■ Görev 1 ■
Büyüme verileri hakkındaki yazıya göre aşağıdaki soruları yanıtlayın.
(a) Son çeyreğe ait büyüme verilerini hangi kurum açıkladı?
(b) Üçüncü çeyrekteki büyüme oranı yüzde kaçtı?
(c) 2022 yılının büyüme oranı hangi seviyeye ulaştı?
■ Görev 2 ■
Büyüme verileri hakkındaki yazıdan "Verilerde bir sürpriz" sözleriyle başlayıp "seviye olduğunu söyleyebiliriz." sözlerine kadar devam eden kısmı aynen alıntılayın.

■ Metin alıntısı ■

• BUGÜNKÜ YENİ ASIR
  • BIST 78.384,78
    EURO 4,4760
    USD 3,8608
    GBP 3,8608
    CHF 3,8608
    JPY 3,8608
Büyüme verilerinin anlamı CAHİT SÖNMEZ

Büyüme verilerinin anlamı

cahit.sonmez@yeniasir.com.tr Tüm yazıları
Giriş Tarihi: 03.03.2023, 00:00

Salı günü son çeyreğe ait büyüme verileri TÜİK tarafından açıklandı.
Verilerde bir sürpriz olmadı, hem nicel hem de nitel açıdan beklentiler doğrultusunda gerçekleşti. TÜİK'e göre Türkiye ekonomisi son çeyrekte yüzde 3,5 büyüme sağlamış. Diğer çeyreklerin yüzde 7,5, yüzde 7,7 ve üçüncü çeyrekteki yüzde 3,9 büyüme performanslarına yüzde 3,5 oranı da eklediğimizde 2022 yılının büyüme oranı yüzde 5,6 seviyesine ulaşmış. Kuşkusuz yüzde 5,6 düzeyindeki büyümenin tatminkar bir seviye olduğunu söyleyebiliriz.

■ Çıkarılan kayıtlar ■
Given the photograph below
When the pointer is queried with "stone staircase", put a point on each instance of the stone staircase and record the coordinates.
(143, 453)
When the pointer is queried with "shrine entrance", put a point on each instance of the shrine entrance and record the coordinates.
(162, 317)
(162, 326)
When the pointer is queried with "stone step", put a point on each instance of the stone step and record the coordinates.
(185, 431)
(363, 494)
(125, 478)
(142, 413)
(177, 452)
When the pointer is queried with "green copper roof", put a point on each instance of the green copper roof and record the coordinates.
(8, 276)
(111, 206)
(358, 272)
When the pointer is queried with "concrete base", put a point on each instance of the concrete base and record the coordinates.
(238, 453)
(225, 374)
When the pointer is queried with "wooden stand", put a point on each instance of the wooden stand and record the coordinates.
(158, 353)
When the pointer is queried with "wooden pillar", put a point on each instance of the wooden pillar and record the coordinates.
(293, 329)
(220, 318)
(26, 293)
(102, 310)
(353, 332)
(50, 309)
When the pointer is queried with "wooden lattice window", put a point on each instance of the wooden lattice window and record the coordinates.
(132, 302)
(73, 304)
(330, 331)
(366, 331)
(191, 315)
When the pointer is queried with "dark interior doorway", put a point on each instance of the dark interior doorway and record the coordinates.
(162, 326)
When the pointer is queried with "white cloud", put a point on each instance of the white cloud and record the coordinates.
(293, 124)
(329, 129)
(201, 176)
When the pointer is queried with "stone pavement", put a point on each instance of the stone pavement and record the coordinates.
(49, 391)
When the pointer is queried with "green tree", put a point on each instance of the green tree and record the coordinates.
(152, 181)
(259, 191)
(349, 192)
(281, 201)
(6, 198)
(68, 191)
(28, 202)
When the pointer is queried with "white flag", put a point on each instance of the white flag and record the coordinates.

■ Çözüm 1 ■
(a) TÜİK
(b) Yüzde 3,9
(c) Yüzde 5,6

■ Çözüm 2 ■
Verilerde bir sürpriz olmadı, hem nicel hem de nitel açıdan beklentiler doğrultusunda gerçekleşti. TÜİK'e göre Türkiye ekonomisi son çeyrekte yüzde 3,5 büyüme sağlamış. Diğer çeyreklerin yüzde 7,5, yüzde 7,7 ve üçüncü çeyrekteki yüzde 3,9 büyüme performanslarına yüzde 3,5 oranı da eklediğimizde 2022 yılının büyüme oranı yüzde 5,6 seviyesine ulaşmış. Kuşkusuz yüzde 5,6 düzeyindeki büyümenin tatminkar bir seviye olduğunu söyleyebiliriz.